**Extracted entries**
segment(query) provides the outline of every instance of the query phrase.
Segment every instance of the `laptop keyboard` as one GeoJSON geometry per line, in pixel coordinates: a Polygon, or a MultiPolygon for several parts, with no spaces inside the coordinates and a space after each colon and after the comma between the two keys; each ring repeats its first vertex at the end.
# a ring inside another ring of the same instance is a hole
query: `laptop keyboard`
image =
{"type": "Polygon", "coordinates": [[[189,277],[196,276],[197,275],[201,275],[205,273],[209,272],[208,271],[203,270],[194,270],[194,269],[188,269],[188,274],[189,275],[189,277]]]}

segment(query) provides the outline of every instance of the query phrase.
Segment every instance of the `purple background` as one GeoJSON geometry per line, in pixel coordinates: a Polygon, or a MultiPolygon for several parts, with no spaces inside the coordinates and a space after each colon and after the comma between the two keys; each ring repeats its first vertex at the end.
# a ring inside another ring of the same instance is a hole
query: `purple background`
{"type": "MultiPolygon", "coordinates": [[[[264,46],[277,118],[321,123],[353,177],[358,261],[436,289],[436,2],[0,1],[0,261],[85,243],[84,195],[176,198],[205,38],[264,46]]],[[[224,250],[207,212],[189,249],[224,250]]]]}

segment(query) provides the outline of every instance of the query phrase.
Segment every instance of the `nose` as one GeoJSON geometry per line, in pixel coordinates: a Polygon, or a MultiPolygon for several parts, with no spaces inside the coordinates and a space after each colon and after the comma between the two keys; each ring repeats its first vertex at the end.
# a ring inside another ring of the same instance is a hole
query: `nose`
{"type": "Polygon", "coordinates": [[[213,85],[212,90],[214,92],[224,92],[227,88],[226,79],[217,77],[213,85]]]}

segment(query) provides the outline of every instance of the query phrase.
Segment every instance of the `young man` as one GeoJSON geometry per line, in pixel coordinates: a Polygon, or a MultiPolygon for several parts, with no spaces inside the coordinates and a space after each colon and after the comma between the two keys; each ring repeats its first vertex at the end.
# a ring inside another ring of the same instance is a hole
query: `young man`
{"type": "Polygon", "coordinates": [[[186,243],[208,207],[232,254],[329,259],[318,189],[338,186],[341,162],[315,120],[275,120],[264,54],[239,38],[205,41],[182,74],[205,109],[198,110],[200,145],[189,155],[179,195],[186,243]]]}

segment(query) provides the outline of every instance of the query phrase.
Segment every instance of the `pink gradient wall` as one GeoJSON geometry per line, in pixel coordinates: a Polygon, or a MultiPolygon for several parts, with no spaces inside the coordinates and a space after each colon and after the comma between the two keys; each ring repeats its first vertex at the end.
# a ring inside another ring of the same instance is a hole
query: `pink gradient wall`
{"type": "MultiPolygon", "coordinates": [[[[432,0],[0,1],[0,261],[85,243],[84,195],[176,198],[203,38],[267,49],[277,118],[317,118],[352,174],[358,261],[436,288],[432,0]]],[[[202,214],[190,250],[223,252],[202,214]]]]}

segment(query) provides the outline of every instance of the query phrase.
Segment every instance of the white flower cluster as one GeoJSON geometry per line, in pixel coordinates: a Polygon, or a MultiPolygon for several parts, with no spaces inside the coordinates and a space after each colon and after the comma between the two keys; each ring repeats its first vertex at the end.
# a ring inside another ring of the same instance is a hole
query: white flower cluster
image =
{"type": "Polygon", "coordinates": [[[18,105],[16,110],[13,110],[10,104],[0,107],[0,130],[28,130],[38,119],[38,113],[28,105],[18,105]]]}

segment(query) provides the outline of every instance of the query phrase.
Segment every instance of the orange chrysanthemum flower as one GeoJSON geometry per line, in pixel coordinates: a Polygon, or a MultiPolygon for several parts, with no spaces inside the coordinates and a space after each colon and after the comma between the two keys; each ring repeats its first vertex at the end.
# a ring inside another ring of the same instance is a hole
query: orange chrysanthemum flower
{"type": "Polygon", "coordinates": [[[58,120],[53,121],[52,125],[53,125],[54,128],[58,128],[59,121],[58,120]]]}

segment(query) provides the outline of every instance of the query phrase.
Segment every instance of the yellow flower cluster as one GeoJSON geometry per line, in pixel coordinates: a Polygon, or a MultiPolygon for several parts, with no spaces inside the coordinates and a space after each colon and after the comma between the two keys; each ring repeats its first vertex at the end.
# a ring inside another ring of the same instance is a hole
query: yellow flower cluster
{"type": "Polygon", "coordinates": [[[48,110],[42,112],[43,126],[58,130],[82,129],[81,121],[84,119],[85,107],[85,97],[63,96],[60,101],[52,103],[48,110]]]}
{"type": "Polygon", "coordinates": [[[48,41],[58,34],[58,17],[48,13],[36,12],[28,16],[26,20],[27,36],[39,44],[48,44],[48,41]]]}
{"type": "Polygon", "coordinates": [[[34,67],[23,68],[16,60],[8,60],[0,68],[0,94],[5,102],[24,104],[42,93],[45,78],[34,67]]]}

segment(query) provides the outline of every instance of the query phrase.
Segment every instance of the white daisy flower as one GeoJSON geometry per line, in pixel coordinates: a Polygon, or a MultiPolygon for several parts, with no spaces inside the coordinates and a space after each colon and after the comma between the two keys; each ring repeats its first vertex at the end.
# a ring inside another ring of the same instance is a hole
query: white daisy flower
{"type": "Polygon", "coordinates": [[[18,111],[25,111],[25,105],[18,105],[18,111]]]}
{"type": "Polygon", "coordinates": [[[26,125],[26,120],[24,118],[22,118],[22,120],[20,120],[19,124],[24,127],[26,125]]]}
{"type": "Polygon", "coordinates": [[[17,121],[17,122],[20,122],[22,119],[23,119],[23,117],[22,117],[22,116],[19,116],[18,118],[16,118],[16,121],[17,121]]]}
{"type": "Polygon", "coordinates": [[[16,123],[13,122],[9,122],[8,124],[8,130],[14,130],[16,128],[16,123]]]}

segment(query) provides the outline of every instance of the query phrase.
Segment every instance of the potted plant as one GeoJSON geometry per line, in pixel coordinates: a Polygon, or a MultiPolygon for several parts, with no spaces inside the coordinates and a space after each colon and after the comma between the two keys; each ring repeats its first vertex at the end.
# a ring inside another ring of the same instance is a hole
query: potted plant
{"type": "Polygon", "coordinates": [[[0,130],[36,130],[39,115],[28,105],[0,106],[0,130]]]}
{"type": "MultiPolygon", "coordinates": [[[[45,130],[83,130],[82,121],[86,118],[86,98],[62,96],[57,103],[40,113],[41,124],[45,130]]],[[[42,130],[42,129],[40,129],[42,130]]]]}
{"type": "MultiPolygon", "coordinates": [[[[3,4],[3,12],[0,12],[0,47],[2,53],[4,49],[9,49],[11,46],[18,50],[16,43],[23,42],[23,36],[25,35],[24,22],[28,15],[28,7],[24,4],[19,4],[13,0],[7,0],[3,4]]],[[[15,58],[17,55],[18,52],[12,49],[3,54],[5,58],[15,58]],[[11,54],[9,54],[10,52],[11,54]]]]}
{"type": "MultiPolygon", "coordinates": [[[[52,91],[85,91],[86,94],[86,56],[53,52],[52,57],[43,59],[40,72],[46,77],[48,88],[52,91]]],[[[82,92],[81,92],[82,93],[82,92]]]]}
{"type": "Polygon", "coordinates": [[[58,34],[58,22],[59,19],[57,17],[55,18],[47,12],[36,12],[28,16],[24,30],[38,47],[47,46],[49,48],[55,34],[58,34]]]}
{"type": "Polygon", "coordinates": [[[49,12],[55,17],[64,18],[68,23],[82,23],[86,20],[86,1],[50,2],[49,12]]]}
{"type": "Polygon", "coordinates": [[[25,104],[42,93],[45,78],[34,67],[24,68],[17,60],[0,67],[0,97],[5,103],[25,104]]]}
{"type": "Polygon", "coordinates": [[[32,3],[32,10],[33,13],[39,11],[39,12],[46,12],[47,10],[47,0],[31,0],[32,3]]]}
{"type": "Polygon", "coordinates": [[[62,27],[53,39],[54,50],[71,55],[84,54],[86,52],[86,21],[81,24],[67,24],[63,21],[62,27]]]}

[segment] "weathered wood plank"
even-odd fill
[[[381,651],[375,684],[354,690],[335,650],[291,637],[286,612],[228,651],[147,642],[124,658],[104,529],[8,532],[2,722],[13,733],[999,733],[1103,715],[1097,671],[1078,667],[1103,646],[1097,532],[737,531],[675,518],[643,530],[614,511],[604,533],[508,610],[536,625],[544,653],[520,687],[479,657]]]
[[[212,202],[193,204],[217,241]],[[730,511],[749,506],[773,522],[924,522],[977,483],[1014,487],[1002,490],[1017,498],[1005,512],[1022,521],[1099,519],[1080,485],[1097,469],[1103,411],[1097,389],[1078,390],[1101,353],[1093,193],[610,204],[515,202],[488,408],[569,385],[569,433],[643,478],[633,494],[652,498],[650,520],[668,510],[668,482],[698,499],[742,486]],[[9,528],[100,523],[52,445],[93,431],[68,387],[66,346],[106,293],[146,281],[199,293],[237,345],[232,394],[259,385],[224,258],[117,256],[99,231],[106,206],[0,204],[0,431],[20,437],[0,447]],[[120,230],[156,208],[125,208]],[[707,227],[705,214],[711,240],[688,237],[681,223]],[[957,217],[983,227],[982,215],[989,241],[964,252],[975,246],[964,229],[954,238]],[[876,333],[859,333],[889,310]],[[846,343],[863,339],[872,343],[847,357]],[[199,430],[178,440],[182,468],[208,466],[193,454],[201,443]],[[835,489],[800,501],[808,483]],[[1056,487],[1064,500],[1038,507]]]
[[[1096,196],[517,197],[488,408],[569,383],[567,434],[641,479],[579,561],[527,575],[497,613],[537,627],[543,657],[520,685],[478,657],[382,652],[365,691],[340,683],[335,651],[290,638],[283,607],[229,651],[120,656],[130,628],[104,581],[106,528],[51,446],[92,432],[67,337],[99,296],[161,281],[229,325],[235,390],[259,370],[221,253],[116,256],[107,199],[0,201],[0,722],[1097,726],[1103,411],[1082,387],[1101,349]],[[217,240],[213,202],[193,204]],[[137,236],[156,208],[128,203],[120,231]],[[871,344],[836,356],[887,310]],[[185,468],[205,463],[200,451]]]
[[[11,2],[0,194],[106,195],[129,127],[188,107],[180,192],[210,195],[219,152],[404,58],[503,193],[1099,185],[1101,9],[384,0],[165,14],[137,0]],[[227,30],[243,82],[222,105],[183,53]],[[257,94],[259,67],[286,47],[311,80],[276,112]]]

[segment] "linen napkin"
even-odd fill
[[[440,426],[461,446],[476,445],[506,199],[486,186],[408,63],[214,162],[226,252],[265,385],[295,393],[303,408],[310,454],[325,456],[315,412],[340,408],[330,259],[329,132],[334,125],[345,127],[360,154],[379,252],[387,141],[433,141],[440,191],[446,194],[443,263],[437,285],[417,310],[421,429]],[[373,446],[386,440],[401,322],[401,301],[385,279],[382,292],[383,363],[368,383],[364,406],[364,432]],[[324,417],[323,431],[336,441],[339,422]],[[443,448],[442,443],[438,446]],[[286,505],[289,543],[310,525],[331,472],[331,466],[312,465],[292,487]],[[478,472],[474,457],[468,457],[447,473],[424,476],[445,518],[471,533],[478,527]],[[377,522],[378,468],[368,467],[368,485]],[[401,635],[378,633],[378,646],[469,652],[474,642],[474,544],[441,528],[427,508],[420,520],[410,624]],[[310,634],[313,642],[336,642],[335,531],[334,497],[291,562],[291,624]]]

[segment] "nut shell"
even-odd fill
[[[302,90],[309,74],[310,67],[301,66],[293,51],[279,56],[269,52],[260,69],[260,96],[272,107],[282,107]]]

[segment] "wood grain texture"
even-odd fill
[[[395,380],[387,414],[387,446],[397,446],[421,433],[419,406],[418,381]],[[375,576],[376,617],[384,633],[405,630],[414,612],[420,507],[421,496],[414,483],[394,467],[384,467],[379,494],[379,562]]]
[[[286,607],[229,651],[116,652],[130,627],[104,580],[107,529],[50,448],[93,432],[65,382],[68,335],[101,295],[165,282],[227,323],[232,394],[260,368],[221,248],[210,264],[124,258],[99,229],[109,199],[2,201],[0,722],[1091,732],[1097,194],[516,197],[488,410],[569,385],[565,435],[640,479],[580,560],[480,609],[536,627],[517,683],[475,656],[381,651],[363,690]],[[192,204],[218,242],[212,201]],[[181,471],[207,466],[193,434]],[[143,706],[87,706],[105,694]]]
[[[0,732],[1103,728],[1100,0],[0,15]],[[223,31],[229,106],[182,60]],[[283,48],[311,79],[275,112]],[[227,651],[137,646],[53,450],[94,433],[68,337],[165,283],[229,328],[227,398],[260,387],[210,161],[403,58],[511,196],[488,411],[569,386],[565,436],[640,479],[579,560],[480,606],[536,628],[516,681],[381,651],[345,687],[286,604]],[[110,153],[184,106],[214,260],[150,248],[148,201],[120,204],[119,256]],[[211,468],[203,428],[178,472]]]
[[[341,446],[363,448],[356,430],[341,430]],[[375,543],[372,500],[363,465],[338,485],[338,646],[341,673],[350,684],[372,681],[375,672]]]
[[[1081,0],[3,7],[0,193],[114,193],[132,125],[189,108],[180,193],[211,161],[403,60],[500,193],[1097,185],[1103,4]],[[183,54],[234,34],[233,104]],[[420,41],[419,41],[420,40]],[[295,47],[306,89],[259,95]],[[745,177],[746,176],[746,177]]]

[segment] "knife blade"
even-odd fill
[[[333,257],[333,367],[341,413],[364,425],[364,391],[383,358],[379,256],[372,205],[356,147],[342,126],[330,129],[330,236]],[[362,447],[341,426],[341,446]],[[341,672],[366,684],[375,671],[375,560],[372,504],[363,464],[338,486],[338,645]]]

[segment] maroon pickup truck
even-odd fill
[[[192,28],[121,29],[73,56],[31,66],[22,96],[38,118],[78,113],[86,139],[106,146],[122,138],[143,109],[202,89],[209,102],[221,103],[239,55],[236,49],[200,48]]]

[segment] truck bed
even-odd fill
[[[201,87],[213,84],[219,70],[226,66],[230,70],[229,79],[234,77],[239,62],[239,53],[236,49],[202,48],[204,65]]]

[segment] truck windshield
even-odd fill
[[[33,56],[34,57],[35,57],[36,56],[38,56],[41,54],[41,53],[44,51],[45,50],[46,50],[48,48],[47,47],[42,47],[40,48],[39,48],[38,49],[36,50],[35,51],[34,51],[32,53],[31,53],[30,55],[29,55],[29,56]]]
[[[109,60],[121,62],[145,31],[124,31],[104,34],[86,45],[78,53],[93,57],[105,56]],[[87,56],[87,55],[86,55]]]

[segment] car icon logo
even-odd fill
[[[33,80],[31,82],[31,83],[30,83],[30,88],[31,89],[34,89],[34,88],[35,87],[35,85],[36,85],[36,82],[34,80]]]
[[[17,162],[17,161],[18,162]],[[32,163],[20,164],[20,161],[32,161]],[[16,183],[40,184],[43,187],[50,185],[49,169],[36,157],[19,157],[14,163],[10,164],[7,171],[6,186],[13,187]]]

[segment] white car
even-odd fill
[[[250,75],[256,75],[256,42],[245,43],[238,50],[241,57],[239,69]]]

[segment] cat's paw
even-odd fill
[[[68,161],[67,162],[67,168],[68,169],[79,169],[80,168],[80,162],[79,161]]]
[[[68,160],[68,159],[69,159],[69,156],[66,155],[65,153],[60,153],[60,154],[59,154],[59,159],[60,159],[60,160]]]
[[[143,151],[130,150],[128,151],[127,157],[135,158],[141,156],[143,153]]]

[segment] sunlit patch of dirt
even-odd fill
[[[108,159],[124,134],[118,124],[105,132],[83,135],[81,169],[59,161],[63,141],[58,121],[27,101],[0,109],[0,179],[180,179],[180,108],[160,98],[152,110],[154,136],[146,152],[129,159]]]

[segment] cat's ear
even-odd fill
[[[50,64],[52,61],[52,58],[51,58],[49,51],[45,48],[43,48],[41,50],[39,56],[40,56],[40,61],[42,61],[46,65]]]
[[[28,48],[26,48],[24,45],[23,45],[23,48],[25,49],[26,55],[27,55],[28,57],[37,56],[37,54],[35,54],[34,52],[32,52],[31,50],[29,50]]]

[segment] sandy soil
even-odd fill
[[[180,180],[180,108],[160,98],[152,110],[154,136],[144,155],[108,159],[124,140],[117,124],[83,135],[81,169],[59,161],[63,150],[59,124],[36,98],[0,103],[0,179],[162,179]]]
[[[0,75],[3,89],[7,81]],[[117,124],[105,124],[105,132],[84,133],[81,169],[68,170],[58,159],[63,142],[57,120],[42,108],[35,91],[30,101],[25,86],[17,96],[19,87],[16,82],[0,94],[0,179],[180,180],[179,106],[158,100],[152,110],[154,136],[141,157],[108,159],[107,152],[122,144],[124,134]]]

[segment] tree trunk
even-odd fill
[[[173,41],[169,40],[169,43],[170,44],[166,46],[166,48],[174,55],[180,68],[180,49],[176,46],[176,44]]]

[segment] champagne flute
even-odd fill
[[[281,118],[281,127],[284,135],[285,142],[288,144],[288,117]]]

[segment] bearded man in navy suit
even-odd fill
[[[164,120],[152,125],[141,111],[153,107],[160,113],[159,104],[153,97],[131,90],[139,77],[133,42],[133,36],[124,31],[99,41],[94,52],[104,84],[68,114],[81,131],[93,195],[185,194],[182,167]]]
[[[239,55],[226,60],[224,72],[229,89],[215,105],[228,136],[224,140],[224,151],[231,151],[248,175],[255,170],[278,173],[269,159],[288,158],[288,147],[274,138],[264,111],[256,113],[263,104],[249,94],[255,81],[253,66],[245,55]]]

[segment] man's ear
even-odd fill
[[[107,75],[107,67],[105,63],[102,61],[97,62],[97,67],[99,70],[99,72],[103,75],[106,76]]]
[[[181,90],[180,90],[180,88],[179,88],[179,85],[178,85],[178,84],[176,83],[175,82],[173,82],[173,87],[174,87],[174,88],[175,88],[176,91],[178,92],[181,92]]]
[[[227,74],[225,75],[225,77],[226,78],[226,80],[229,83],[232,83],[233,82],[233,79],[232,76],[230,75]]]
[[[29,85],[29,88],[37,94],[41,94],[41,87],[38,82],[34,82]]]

**Short exercise**
Copy every line above that contains the string "chrysanthemum", matching case exactly.

**Expected answer**
Segment every instance of the orange chrysanthemum flower as one GeoJSON geometry per line, in pixel coordinates: a Polygon, or a MultiPolygon for several parts, with no spaces inside the coordinates and a space after each colon and after the comma between the two keys; each ring repeats its first vertex at the end.
query: orange chrysanthemum flower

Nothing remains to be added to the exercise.